===== Invoergegevens =====
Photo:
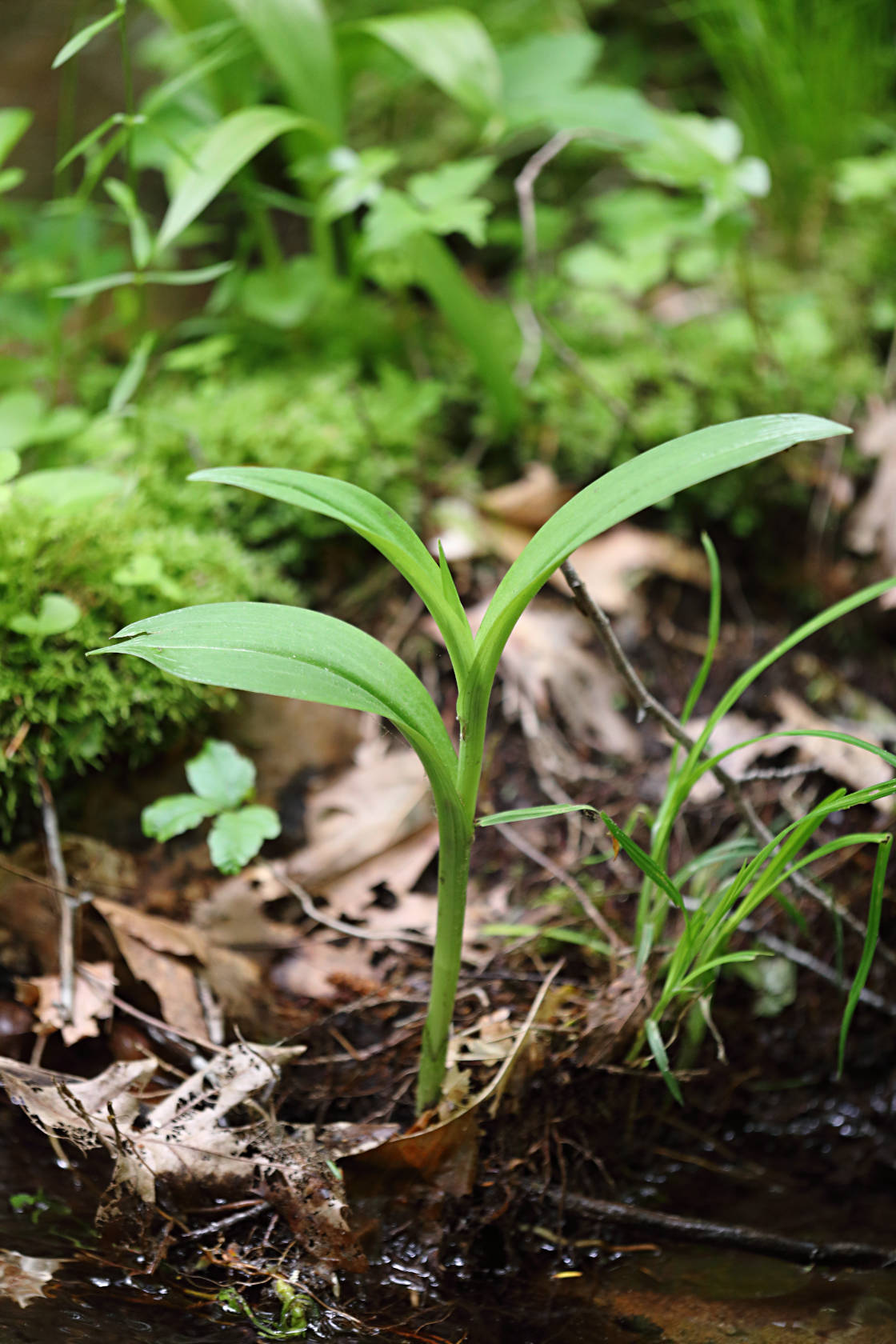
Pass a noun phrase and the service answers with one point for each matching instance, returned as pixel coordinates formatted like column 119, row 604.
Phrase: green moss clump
column 381, row 434
column 63, row 711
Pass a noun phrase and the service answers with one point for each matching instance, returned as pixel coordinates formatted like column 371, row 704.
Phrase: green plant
column 745, row 874
column 223, row 782
column 306, row 655
column 806, row 78
column 69, row 575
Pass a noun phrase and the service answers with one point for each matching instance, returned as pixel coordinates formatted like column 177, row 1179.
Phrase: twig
column 720, row 1234
column 67, row 903
column 569, row 881
column 646, row 702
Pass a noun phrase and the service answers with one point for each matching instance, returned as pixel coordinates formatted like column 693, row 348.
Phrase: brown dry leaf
column 154, row 949
column 382, row 800
column 22, row 1277
column 530, row 502
column 546, row 664
column 852, row 765
column 93, row 990
column 872, row 525
column 233, row 914
column 318, row 970
column 187, row 1146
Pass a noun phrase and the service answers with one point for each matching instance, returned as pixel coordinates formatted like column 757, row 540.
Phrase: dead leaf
column 547, row 668
column 318, row 970
column 852, row 765
column 187, row 1146
column 613, row 565
column 93, row 990
column 22, row 1277
column 382, row 800
column 528, row 503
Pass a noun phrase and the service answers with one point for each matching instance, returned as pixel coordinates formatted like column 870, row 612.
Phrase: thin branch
column 534, row 328
column 719, row 1234
column 569, row 881
column 67, row 903
column 648, row 703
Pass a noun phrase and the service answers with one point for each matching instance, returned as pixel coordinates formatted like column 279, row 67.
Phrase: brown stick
column 719, row 1234
column 645, row 701
column 67, row 905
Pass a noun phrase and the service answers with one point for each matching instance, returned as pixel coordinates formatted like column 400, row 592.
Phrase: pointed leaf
column 551, row 810
column 452, row 49
column 296, row 38
column 625, row 491
column 86, row 35
column 14, row 122
column 377, row 523
column 170, row 818
column 306, row 655
column 237, row 836
column 226, row 148
column 222, row 773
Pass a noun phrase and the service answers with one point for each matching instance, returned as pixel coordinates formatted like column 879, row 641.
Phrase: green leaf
column 170, row 818
column 21, row 415
column 237, row 836
column 377, row 523
column 304, row 655
column 57, row 614
column 10, row 464
column 452, row 49
column 658, row 1053
column 222, row 774
column 551, row 810
column 132, row 374
column 296, row 38
column 14, row 122
column 86, row 35
column 872, row 932
column 358, row 182
column 222, row 152
column 65, row 488
column 634, row 486
column 87, row 288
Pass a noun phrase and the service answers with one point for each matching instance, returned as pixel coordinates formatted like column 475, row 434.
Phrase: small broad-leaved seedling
column 310, row 656
column 223, row 782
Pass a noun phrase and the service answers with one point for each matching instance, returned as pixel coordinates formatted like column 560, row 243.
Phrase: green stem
column 456, row 814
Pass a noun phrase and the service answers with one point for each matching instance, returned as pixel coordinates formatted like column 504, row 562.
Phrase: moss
column 381, row 433
column 65, row 711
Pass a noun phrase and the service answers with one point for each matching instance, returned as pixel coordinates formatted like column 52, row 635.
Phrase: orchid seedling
column 310, row 656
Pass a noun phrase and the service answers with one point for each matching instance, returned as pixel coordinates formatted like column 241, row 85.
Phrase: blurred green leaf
column 221, row 773
column 452, row 49
column 170, row 818
column 237, row 836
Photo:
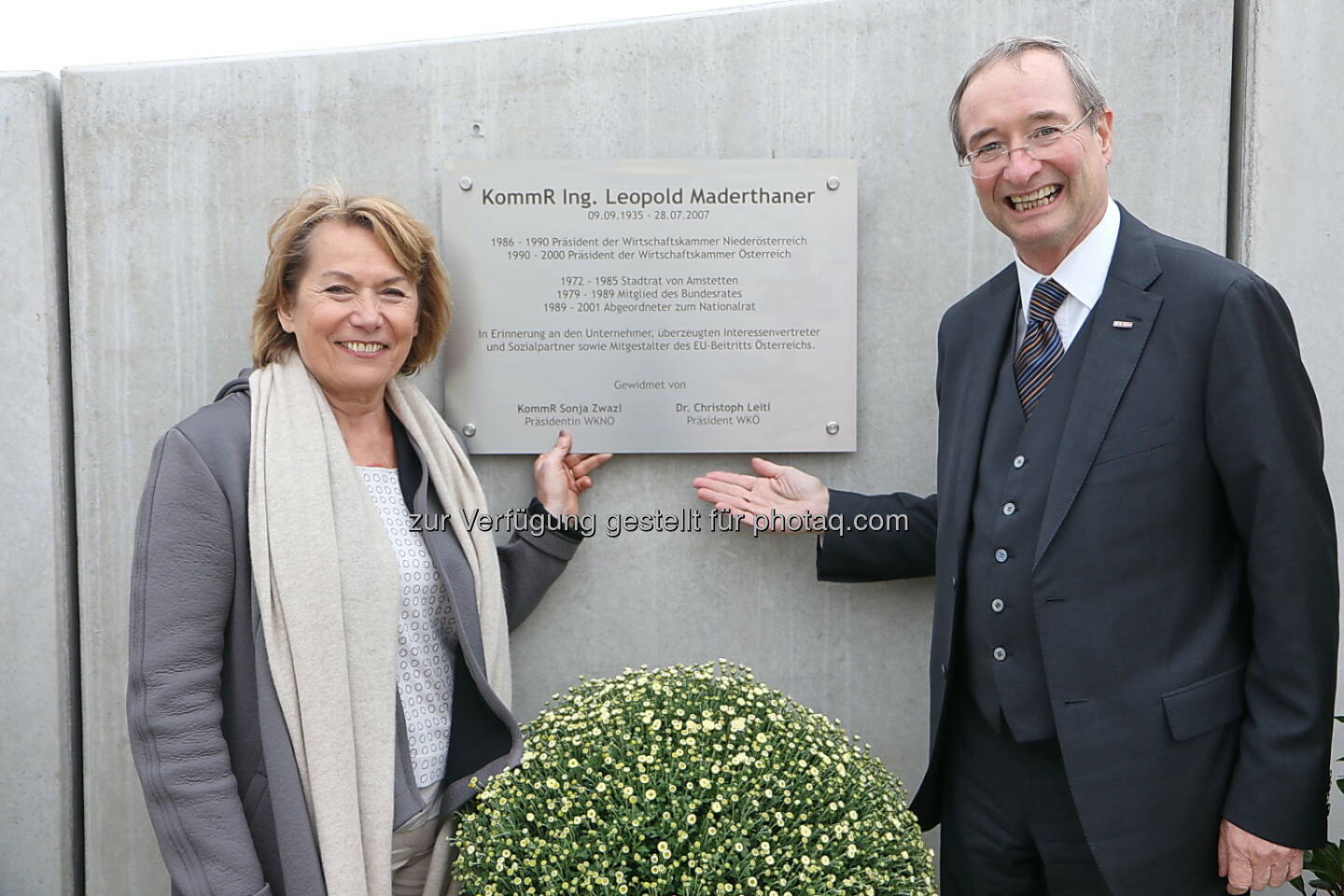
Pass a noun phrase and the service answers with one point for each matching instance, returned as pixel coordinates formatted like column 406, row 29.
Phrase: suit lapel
column 1112, row 355
column 983, row 352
=====
* Gesteld doel:
Kun je de gegevens, beginnend bij het begin en eindigend bij de regel met "column 63, row 711" (beide inbegrepen), ordenen als een JSON-lijst van strings met één string per regel en zonder lege regels? Laat de afbeeldingen weg uit je antwoord.

* Verwachte uitvoer:
[
  "Photo:",
  "Pass a noun phrase and the service answers with one point for each matching instance, returned as pixel coordinates formatted like column 119, row 604.",
  "Phrase: green moss clump",
  "column 381, row 434",
  "column 63, row 711"
]